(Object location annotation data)
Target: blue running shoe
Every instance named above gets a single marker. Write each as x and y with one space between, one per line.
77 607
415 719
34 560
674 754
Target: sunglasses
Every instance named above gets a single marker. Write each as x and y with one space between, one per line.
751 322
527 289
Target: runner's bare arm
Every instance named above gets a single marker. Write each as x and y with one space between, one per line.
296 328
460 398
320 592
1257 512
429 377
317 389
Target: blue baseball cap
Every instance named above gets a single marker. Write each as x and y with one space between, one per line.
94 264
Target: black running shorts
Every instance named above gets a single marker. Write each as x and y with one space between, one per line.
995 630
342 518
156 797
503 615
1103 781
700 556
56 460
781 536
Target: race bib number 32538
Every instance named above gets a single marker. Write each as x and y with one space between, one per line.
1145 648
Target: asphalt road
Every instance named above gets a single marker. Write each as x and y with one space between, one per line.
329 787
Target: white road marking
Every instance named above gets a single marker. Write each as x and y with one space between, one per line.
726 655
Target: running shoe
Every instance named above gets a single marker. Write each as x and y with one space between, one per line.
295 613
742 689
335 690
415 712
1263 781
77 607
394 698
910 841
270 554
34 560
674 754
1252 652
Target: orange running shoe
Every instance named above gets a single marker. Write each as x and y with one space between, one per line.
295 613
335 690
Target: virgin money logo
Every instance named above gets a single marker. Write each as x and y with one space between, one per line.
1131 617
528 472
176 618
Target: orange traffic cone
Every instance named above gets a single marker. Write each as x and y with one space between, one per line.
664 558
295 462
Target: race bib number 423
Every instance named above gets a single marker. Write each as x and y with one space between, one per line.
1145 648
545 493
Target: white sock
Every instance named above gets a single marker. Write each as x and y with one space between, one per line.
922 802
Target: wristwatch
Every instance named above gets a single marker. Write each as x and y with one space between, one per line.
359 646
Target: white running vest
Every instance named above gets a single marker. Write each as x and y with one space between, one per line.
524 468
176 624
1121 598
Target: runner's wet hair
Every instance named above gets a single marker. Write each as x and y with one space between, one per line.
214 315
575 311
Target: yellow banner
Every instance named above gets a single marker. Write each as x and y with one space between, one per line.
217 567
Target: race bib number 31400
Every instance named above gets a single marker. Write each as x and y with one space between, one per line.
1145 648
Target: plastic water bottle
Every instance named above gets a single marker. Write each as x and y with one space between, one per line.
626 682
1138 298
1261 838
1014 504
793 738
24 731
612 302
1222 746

(Aim of the task)
Rewrite every line of the data from the line containing "Target: yellow banner" up to and including the final line of the data. Scale each x and y coordinate by 1.3, rounding to the nearest whole number with halves rounded up, and leave all other lines unchanged.

(Exercise output)
Target: yellow banner
Every instance named above gets a single marker. Write each as x and y with one space between, one per line.
282 737
Target: race bib number 31400
Every instance named above gets a single marker. Write each as x and y with one space between, one per line.
1489 842
Target: plastic water bottle
Every instance named above gets a single marker. Write each as x and y with one space between, one per line.
814 887
1479 387
1639 1089
1318 655
1031 959
31 950
796 393
1589 970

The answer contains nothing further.